## Task prompt
Give every entry again, exactly as it stands.

---+---

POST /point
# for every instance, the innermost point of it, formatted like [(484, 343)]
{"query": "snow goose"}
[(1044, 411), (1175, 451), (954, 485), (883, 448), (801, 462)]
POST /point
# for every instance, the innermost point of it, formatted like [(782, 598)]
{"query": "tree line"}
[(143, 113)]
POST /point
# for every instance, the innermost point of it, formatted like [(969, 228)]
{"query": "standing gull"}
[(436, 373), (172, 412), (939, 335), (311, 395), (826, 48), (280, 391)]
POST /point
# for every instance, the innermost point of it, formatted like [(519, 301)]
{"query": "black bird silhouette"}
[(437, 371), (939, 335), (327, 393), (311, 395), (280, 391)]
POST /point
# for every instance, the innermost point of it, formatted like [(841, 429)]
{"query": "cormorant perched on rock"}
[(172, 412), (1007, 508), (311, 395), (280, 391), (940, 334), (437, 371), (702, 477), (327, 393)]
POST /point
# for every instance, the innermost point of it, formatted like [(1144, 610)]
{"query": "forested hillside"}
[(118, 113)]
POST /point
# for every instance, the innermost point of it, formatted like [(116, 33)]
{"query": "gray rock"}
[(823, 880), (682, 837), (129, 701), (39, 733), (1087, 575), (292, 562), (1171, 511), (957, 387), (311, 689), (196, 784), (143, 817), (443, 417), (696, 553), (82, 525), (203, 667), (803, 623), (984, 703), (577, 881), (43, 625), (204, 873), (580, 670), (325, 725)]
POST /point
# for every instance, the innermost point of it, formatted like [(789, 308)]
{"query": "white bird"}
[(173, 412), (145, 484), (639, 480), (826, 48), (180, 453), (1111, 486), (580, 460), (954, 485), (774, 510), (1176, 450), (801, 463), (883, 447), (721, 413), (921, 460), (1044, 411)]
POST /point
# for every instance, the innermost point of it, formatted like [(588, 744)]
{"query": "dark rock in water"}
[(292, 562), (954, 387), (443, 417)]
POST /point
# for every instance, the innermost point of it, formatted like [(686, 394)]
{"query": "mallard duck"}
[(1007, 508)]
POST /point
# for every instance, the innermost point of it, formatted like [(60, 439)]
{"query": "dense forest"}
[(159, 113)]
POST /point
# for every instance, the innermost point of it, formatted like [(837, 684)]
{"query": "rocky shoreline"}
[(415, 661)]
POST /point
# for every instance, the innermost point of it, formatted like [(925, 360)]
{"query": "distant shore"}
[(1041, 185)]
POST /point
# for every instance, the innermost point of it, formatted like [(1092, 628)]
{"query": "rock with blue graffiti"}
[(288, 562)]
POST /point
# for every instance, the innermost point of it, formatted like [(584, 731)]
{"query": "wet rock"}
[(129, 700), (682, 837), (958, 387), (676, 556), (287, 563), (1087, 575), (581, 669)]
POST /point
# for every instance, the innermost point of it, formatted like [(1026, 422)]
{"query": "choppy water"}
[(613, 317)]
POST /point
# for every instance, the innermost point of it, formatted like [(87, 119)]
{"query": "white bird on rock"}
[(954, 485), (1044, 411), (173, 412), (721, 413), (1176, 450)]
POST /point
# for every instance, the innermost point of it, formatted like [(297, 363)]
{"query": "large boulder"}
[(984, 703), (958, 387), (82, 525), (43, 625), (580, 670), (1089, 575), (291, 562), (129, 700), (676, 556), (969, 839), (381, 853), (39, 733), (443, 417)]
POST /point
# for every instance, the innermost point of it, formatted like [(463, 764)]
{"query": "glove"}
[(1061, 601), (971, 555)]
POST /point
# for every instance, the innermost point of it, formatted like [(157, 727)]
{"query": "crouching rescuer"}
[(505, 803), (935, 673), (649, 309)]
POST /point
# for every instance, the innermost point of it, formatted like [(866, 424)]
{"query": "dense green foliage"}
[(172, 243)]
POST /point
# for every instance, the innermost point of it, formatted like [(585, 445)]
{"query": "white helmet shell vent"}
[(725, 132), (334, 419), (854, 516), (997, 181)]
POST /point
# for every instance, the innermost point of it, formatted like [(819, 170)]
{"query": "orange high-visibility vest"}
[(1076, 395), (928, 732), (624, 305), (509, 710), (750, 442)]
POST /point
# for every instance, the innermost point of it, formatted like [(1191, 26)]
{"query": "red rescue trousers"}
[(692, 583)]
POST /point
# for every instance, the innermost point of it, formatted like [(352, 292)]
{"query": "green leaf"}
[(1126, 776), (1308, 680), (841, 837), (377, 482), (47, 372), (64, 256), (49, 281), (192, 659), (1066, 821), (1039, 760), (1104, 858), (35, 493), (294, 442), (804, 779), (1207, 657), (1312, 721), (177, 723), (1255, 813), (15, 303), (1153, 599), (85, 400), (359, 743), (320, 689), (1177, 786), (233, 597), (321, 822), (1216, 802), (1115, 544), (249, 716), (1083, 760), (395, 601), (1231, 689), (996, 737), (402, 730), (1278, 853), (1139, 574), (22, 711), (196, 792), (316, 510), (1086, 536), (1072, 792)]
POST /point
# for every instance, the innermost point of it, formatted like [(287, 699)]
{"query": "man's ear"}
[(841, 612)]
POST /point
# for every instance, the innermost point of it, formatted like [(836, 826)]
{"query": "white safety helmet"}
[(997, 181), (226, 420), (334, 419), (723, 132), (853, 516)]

---+---

## Exercise answer
POST /point
# for every instance, the innermost point of it, formatted like [(484, 343)]
{"query": "snow goose"}
[(1044, 411), (1175, 451), (954, 485), (883, 448), (801, 462)]
POST /point
# for every instance, the innermost point of it, formatted like [(782, 598)]
{"query": "tree line"}
[(143, 113)]
POST /point
# for every instance, the innermost point of it, formatted like [(969, 228)]
{"query": "standing gull"}
[(436, 373), (172, 412), (939, 335), (311, 395), (826, 48), (280, 391)]
POST /point
# for every instance, the innermost point of it, formatted like [(519, 301)]
{"query": "black bird silhouette"}
[(437, 371), (939, 335), (327, 393), (311, 395), (280, 391)]
POST /point
# for every instance, the innermost point of it, formatted like [(841, 429)]
{"query": "cormorant perched on rock"}
[(172, 412), (1007, 508), (311, 395), (280, 391), (940, 334), (437, 371), (702, 477), (327, 393)]
POST /point
# for every instance, the innermost point of it, formatted like [(1144, 610)]
{"query": "forested hillside"}
[(118, 113)]
POST /point
# for every instance, the innermost point of it, formatted like [(116, 33)]
{"query": "gray rock"}
[(823, 880), (682, 837), (129, 701), (39, 733), (1087, 575), (292, 562), (1171, 511), (957, 387), (311, 689), (196, 784), (143, 817), (443, 417), (696, 553), (82, 525), (203, 667), (803, 623), (984, 703), (577, 881), (43, 625), (204, 873), (580, 670), (325, 725)]
POST /point
# for every instance, the innermost point of it, formatted like [(789, 308)]
{"query": "white bird"}
[(173, 412), (145, 484), (639, 480), (826, 48), (180, 453), (1111, 486), (580, 460), (954, 485), (774, 510), (1176, 450), (801, 463), (883, 447), (721, 413), (921, 460), (1044, 411)]
POST /point
# for every instance, the innermost point of it, formatted like [(588, 744)]
{"query": "dark rock in water"}
[(292, 562), (954, 387), (443, 417)]
POST /point
# for every instance, the innermost point of it, formatted like [(686, 394)]
{"query": "mallard duck"}
[(1007, 508)]
POST /point
# for every instance, the innermost point of it, formatted like [(60, 439)]
{"query": "dense forest"}
[(159, 113)]
POST /point
# for every instance, the innermost point of it, formatted like [(837, 684)]
{"query": "rocky shoreline"}
[(415, 661)]
POST /point
# for every instance, the innermost point of it, formatted like [(925, 360)]
{"query": "distant shore"}
[(1041, 185)]
POST /point
# for every instance, the innermost point of it, formatted like [(1092, 628)]
{"query": "rock with blue graffiti"}
[(288, 562)]
POST /point
# for every instance, the innermost point of it, formatted like [(584, 731)]
{"query": "wet rock"}
[(129, 700), (682, 837), (958, 387), (676, 556), (287, 563), (1087, 575), (581, 669)]
POST /point
# for every instance, the innermost point of it, formatted like [(1026, 422)]
{"query": "choppy water"}
[(613, 317)]
POST /point
# for every instance, the innermost point of it, formatted like [(87, 119)]
{"query": "white bird on rock"}
[(954, 485), (1044, 411), (173, 412), (721, 413), (1176, 450)]
POST /point
# for every instance, the innermost point of it, formatted like [(297, 363)]
{"query": "large boulder"}
[(984, 703), (958, 387), (82, 525), (43, 625), (580, 670), (1089, 575), (291, 562), (129, 700), (676, 556), (969, 839), (381, 853), (39, 733), (443, 417)]
POST /point
# for every instance, the innermost point of it, formatted like [(463, 764)]
{"query": "glove"}
[(1061, 601), (971, 555)]
POST /point
# for every instance, the innermost point of it, formatted like [(157, 727)]
{"query": "crouching rescuer"}
[(505, 803), (935, 673), (649, 309)]
POST /point
# for every instance, the innermost point of it, formatted like [(866, 424)]
{"query": "dense green foliage"}
[(172, 243)]
POST /point
# for every instance, the innermost point of it, formatted like [(585, 445)]
{"query": "white helmet shell vent"}
[(725, 132), (334, 419), (854, 516), (997, 181)]
POST /point
# for every instance, the innermost point of it, formatted like [(819, 170)]
{"query": "orange high-visibility vest"}
[(1076, 395), (928, 732), (624, 305), (509, 710), (750, 442)]
POST /point
# for every instance, the innermost point of it, formatted like [(1191, 26)]
{"query": "red rescue trousers"}
[(692, 583)]
POST /point
# for every instance, the innermost point of it, formatted like [(352, 292)]
{"query": "green leaf"}
[(1126, 776), (1308, 680), (841, 837), (377, 482), (47, 372), (64, 256), (49, 281), (192, 659), (1066, 821), (1039, 760), (1104, 858), (35, 493), (294, 442), (804, 779), (1207, 657), (1312, 721), (177, 723), (1255, 813), (15, 303), (1153, 599), (85, 400), (359, 743), (320, 689), (1177, 786), (233, 597), (321, 822), (1216, 802), (1115, 544), (249, 716), (1083, 760), (395, 601), (1231, 689), (996, 737), (402, 730), (1278, 853), (1139, 574), (22, 711), (196, 792), (316, 510), (1086, 536), (1072, 792)]
POST /point
# for every instance, the innermost point of it, formatted like [(287, 699)]
{"query": "man's ear"}
[(841, 612)]
POST /point
# for every instance, the innermost point of it, formatted like [(836, 826)]
{"query": "white safety helmet"}
[(997, 181), (226, 420), (334, 419), (723, 132), (853, 516)]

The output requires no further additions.